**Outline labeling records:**
+++

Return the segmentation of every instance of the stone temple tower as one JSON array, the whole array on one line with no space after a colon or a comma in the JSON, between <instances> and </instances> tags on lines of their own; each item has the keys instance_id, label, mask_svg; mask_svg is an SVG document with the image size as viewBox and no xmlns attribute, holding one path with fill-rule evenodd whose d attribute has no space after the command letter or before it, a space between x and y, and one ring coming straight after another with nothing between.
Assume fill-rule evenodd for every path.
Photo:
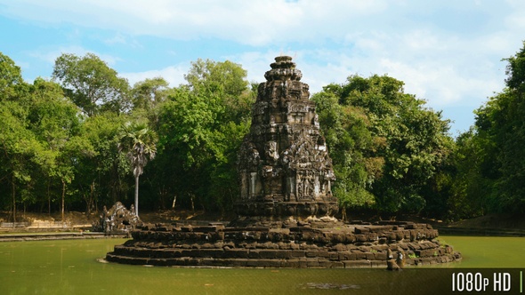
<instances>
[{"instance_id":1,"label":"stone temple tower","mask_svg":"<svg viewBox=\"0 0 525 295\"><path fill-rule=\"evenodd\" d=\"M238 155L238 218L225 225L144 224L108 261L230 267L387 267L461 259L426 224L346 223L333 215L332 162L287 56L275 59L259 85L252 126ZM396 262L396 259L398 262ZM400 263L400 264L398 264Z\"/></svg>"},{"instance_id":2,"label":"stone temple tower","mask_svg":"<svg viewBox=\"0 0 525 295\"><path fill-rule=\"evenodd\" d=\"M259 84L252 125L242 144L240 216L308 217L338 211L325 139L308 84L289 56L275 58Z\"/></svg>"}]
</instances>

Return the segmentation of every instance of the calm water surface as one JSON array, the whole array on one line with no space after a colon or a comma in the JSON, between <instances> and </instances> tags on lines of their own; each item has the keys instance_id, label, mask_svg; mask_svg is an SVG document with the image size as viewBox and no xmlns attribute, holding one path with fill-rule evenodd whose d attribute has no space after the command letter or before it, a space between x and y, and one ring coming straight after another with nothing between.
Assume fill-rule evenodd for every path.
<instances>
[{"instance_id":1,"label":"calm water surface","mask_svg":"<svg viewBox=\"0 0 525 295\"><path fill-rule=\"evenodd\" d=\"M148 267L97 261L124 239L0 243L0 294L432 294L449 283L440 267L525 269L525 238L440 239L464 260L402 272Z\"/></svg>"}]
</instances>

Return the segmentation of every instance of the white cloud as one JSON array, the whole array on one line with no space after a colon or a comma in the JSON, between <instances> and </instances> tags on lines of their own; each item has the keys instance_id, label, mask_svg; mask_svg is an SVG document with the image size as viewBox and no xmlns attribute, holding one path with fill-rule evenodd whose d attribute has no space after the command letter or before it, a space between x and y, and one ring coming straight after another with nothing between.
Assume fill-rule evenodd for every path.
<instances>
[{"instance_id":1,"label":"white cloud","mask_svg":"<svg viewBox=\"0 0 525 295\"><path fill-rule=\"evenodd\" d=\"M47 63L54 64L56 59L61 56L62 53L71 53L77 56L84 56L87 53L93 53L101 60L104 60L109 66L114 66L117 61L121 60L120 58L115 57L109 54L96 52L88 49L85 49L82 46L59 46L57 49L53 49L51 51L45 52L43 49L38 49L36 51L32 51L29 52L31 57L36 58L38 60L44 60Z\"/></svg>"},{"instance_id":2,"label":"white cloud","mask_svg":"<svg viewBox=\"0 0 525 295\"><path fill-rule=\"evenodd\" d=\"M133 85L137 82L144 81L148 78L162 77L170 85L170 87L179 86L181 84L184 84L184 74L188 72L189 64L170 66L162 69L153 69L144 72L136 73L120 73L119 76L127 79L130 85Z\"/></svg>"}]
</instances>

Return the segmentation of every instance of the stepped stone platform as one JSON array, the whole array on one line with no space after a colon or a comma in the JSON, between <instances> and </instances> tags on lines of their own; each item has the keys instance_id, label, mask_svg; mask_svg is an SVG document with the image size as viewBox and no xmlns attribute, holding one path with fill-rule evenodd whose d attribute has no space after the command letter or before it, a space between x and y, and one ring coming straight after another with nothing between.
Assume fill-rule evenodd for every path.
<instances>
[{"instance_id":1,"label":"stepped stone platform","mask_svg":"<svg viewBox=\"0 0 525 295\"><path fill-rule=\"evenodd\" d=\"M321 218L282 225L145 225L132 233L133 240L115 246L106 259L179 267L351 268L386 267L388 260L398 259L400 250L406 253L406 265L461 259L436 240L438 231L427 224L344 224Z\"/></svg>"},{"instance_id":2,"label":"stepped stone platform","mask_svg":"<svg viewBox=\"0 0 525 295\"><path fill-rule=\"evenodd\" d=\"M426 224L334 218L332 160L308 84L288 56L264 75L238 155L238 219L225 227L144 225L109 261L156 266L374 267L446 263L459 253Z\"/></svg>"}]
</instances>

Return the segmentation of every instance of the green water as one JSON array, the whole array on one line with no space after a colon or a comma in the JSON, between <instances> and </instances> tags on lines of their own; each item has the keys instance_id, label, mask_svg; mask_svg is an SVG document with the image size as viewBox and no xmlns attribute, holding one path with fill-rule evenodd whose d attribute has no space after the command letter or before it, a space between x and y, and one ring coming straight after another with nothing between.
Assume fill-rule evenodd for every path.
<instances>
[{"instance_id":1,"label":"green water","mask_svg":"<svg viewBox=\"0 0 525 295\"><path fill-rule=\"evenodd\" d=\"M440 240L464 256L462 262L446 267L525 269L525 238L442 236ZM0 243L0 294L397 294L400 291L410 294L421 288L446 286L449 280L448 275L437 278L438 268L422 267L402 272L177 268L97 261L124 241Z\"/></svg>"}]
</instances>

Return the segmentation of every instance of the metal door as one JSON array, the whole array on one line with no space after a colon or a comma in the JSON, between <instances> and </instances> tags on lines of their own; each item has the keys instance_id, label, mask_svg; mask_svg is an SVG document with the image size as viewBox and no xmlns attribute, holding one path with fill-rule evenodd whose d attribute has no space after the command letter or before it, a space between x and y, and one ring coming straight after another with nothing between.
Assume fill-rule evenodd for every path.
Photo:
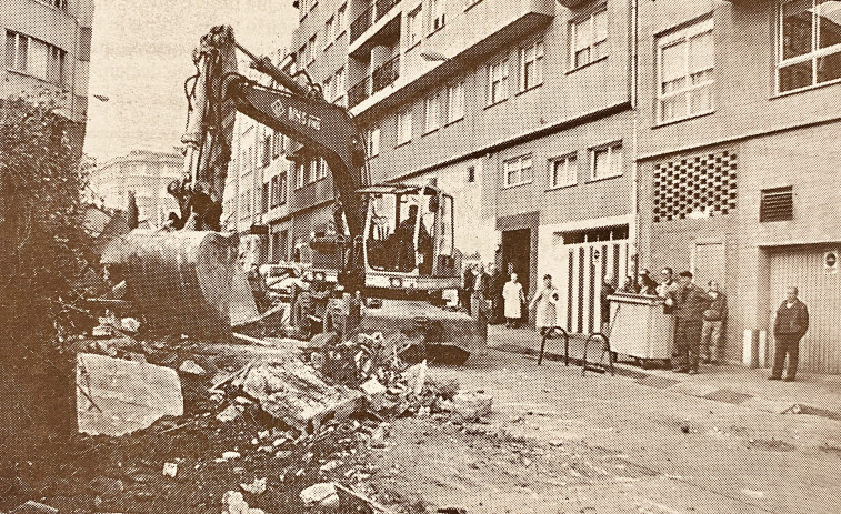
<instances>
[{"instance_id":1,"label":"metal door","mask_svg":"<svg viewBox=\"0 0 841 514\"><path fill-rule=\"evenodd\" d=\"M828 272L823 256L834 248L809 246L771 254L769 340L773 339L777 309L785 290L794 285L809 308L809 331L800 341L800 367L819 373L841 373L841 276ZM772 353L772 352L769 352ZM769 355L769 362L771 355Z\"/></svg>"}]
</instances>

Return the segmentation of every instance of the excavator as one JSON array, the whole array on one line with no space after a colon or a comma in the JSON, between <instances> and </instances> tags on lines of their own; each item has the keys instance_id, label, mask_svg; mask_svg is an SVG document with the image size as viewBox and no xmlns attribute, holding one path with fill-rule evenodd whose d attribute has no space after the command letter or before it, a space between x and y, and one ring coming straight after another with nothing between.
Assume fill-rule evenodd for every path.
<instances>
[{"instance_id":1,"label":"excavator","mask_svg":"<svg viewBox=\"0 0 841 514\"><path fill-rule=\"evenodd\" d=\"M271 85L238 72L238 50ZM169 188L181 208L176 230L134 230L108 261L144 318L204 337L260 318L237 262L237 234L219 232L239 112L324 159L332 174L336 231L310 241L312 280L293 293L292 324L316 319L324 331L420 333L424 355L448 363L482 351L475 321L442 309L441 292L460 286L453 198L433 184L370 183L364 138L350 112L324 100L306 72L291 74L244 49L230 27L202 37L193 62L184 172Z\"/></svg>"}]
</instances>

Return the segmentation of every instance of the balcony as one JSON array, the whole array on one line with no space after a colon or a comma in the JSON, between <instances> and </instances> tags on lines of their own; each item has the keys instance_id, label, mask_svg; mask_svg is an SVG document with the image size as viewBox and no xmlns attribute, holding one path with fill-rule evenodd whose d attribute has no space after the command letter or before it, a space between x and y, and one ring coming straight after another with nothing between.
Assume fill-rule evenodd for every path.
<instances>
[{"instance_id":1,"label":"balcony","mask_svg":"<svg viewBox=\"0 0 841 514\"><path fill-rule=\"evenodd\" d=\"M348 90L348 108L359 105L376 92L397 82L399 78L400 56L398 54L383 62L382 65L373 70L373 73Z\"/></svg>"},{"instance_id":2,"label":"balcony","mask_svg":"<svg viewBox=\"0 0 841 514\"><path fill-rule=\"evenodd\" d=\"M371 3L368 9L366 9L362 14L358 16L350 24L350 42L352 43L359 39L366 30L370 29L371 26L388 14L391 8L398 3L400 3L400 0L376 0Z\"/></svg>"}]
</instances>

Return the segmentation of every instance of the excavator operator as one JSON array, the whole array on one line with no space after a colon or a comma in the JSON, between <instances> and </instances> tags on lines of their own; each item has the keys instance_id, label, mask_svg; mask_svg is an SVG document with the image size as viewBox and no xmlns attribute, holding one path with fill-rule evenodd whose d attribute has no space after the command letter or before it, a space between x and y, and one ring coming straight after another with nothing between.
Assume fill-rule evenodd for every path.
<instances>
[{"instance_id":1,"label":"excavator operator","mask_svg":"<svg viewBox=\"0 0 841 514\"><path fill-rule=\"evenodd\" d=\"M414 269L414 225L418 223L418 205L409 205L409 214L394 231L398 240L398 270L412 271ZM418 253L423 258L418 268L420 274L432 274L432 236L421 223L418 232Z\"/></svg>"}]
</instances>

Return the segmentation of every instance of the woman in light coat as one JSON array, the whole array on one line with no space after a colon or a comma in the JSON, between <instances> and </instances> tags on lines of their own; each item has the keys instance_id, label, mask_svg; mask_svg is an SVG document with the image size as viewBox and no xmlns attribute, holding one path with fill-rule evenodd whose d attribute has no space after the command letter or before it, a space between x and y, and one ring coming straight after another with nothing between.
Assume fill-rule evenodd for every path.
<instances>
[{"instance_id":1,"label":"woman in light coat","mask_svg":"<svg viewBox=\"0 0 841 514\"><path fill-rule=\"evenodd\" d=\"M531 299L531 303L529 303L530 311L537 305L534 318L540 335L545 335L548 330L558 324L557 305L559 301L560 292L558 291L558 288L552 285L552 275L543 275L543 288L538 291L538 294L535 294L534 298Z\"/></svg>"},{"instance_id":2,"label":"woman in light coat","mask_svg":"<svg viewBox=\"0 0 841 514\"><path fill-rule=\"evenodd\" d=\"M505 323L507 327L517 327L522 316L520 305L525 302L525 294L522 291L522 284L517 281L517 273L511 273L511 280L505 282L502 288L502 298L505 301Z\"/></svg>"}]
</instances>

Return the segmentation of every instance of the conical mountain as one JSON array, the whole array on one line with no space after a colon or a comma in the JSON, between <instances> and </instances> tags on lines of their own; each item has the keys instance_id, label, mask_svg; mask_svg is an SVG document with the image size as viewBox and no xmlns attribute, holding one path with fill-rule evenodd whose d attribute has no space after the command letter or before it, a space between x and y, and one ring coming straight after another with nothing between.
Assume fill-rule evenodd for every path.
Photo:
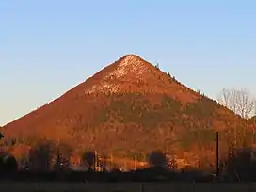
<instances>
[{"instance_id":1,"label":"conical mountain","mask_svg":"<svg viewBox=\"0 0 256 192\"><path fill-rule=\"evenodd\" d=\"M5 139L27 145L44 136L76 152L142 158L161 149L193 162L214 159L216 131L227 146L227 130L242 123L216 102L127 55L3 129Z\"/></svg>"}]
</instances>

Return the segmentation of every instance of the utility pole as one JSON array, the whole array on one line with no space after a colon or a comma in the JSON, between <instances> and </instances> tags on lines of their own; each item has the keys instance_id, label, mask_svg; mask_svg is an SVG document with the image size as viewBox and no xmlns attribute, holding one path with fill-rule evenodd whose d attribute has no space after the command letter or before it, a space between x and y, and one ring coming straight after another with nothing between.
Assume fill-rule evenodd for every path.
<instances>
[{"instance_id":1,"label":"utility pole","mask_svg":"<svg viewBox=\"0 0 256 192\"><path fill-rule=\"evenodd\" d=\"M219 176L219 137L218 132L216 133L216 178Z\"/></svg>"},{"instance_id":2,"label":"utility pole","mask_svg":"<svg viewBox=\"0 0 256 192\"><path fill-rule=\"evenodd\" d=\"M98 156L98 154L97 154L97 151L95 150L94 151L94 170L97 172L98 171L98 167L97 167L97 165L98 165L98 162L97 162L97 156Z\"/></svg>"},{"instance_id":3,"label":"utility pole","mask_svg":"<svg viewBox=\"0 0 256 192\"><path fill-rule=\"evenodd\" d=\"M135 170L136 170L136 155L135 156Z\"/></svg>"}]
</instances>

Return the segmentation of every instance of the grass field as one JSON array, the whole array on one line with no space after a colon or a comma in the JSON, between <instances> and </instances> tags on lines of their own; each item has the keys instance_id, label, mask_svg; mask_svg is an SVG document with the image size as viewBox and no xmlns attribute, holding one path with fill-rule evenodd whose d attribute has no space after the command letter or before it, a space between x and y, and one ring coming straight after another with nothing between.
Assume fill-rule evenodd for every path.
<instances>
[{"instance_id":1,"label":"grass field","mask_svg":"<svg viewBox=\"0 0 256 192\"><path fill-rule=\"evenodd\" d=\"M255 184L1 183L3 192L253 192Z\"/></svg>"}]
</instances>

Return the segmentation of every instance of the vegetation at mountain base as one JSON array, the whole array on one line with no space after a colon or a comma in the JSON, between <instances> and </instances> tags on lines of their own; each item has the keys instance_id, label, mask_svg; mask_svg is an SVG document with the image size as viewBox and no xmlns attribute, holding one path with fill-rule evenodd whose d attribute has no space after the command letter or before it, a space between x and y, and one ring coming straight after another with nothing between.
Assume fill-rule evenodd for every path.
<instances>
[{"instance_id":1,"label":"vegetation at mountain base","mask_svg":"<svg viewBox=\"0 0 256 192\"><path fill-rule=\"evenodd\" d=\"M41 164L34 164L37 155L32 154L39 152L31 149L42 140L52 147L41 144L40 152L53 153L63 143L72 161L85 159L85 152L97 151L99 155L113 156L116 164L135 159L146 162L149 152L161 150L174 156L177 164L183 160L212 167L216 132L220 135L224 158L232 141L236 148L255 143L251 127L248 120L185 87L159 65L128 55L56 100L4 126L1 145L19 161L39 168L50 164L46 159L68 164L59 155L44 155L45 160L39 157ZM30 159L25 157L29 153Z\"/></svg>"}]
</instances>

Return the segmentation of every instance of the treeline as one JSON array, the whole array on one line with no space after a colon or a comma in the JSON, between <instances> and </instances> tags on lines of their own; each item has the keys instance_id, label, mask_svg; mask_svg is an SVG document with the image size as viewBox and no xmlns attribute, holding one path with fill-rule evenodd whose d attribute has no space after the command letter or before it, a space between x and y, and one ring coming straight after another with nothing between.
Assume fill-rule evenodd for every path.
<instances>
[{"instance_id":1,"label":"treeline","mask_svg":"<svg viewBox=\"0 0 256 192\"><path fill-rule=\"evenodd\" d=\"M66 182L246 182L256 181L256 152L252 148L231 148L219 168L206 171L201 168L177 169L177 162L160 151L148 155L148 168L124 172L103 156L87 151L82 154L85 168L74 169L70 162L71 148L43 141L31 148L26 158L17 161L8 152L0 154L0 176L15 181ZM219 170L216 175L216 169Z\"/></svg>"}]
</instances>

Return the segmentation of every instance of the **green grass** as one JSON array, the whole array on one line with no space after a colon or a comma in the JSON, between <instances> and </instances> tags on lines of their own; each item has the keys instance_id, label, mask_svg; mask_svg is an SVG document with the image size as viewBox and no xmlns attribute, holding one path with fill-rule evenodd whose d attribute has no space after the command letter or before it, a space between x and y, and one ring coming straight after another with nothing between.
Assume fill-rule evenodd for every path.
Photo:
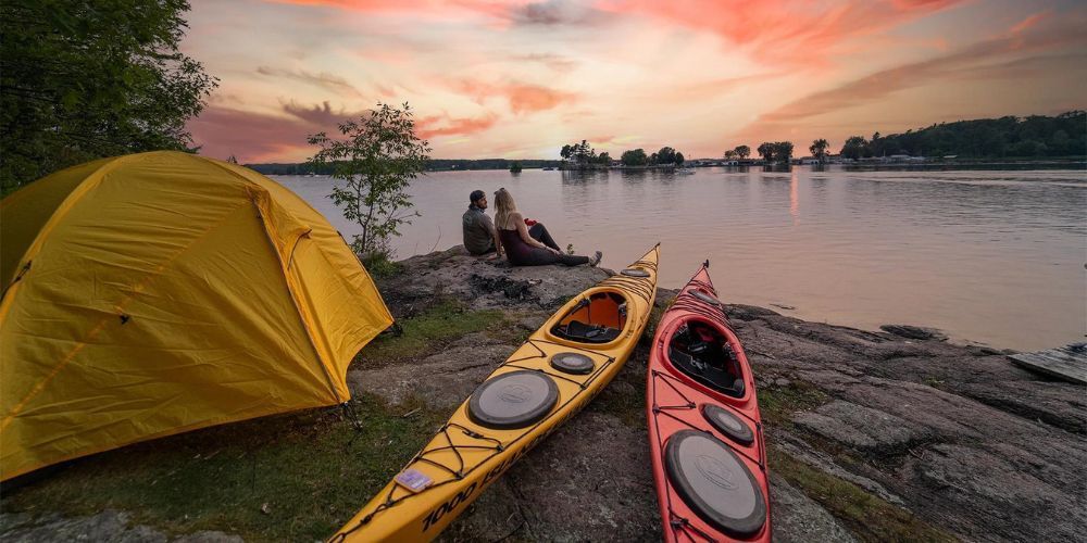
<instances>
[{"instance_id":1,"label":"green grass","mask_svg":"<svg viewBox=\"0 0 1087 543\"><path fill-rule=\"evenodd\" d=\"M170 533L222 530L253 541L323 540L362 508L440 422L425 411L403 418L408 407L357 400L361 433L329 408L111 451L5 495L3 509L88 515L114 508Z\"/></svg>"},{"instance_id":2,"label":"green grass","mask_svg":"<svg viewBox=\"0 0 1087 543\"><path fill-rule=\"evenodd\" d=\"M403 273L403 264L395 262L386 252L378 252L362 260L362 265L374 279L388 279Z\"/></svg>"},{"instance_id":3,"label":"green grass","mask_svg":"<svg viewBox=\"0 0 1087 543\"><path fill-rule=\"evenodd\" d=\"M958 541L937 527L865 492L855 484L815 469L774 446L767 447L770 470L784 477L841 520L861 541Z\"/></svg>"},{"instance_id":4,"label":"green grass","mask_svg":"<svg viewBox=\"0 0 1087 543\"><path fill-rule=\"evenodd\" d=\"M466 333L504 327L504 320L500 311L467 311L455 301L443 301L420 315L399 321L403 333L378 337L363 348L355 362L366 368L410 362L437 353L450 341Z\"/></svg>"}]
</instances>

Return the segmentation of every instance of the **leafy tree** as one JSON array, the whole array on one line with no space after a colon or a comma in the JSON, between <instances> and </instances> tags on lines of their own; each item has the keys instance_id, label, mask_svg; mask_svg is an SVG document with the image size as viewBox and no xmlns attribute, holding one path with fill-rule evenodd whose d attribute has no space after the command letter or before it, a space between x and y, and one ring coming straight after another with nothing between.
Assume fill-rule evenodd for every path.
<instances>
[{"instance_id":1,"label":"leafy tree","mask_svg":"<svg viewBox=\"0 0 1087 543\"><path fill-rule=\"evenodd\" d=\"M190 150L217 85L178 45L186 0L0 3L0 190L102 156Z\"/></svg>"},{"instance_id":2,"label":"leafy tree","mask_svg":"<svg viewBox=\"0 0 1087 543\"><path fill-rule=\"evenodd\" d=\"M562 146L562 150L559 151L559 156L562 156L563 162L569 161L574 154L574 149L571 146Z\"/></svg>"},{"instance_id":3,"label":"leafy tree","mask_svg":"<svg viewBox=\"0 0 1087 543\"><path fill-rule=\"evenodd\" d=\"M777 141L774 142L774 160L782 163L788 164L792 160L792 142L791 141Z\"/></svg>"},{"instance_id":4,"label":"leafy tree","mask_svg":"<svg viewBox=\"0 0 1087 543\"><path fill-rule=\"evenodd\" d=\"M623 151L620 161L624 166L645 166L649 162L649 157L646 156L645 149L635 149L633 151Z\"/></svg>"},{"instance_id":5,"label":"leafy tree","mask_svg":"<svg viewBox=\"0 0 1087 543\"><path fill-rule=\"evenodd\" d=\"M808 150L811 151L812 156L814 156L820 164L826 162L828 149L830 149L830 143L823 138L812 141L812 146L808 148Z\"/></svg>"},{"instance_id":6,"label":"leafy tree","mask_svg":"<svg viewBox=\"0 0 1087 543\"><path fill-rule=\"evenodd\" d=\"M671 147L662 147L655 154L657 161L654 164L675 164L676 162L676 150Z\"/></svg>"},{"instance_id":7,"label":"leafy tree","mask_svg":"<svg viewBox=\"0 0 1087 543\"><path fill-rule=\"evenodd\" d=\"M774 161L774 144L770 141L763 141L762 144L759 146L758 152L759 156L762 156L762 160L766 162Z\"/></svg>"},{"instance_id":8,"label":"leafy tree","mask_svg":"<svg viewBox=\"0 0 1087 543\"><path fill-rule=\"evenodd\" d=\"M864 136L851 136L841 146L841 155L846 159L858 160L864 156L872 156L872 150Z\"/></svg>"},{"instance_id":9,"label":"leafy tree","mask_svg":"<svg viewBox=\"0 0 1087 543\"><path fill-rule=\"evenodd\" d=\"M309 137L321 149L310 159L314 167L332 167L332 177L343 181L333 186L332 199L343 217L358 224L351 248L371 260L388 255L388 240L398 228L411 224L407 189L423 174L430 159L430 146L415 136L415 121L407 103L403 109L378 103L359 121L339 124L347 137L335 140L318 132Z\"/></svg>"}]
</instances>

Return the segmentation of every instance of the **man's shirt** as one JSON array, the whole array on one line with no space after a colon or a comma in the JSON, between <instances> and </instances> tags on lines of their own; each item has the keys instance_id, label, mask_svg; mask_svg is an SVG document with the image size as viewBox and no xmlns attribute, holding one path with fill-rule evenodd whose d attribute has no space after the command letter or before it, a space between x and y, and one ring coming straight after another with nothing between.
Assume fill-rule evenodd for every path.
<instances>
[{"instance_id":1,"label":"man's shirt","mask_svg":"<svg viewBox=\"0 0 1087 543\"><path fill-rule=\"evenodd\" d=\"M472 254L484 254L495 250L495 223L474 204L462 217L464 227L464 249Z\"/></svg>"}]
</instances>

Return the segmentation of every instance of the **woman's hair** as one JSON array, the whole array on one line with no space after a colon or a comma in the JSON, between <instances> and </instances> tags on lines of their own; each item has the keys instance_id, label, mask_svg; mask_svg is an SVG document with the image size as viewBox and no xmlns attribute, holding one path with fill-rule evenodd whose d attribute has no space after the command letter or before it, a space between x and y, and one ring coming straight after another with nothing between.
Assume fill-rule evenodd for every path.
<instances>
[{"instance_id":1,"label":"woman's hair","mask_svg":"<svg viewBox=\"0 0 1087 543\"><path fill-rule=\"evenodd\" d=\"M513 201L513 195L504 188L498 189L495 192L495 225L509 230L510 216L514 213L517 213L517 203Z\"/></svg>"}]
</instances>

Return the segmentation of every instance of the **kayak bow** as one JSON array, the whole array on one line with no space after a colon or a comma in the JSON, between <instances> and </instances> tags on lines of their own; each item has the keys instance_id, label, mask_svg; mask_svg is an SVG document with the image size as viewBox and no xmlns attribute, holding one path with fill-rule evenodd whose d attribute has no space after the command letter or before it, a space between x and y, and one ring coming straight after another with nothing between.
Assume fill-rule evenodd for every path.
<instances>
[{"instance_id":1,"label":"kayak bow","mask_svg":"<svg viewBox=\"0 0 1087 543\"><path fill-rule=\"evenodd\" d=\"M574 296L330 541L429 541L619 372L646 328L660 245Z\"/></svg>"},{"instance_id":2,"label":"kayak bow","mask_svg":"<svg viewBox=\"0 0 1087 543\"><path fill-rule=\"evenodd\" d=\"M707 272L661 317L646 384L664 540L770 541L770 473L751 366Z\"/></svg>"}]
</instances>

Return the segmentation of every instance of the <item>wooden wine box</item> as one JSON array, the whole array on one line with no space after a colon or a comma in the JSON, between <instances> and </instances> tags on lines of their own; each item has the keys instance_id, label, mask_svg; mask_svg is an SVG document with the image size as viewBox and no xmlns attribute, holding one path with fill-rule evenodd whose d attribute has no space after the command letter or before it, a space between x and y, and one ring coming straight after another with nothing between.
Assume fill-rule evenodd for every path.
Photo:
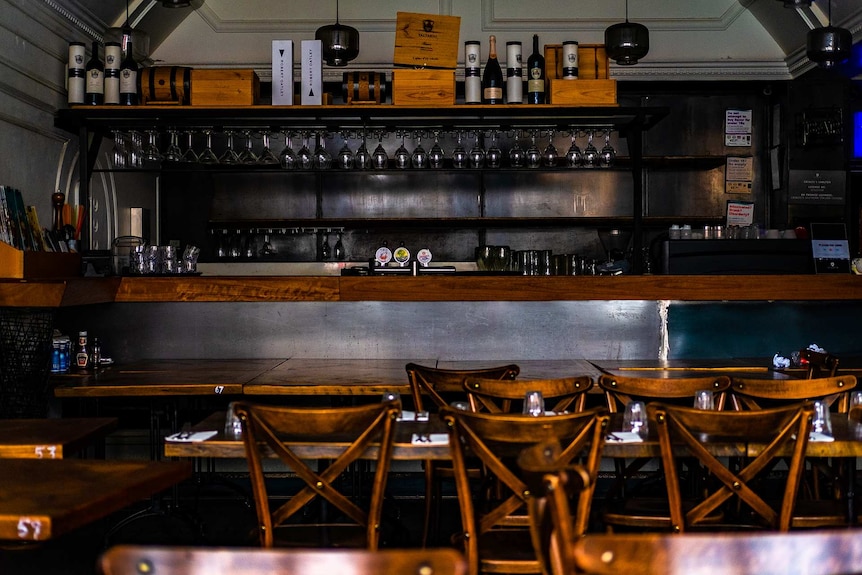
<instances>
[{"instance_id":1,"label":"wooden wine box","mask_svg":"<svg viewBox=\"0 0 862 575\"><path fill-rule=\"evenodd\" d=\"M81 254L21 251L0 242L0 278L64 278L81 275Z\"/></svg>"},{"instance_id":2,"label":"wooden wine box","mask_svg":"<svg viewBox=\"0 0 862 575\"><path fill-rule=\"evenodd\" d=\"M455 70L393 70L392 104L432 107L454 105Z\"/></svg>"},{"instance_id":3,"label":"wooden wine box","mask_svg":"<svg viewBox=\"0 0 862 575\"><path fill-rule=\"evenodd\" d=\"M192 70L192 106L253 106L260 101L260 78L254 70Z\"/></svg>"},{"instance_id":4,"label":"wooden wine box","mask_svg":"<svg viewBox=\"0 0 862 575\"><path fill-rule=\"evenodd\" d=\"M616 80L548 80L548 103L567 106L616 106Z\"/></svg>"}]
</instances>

+++

Write out exactly the lines from the one containing "Return the segmentation of every instance of the <item>wooden" to the last line of the records above, both included, and leave out any pictures.

**The solution:**
Return the segmentation of every instance of the <item>wooden wine box</item> as one JSON array, the whole array on one line with no space after a colon or a comma in the JSON, between <instances> and </instances> tags on lines of their own; each item has the keys instance_id, label, mask_svg; mask_svg is an SVG document with the image size as viewBox and no xmlns attribute, holding one path with fill-rule evenodd whose d attribute has no space after the command letter or before it, a space between x and y, and one ring coming straight after another with nothing between.
Assume fill-rule evenodd for every path.
Photo:
<instances>
[{"instance_id":1,"label":"wooden wine box","mask_svg":"<svg viewBox=\"0 0 862 575\"><path fill-rule=\"evenodd\" d=\"M81 254L21 251L0 242L0 278L64 278L81 275Z\"/></svg>"},{"instance_id":2,"label":"wooden wine box","mask_svg":"<svg viewBox=\"0 0 862 575\"><path fill-rule=\"evenodd\" d=\"M455 70L393 70L392 104L432 107L454 105Z\"/></svg>"},{"instance_id":3,"label":"wooden wine box","mask_svg":"<svg viewBox=\"0 0 862 575\"><path fill-rule=\"evenodd\" d=\"M192 70L192 106L253 106L260 101L260 78L254 70Z\"/></svg>"},{"instance_id":4,"label":"wooden wine box","mask_svg":"<svg viewBox=\"0 0 862 575\"><path fill-rule=\"evenodd\" d=\"M616 80L548 80L548 103L567 106L616 106Z\"/></svg>"}]
</instances>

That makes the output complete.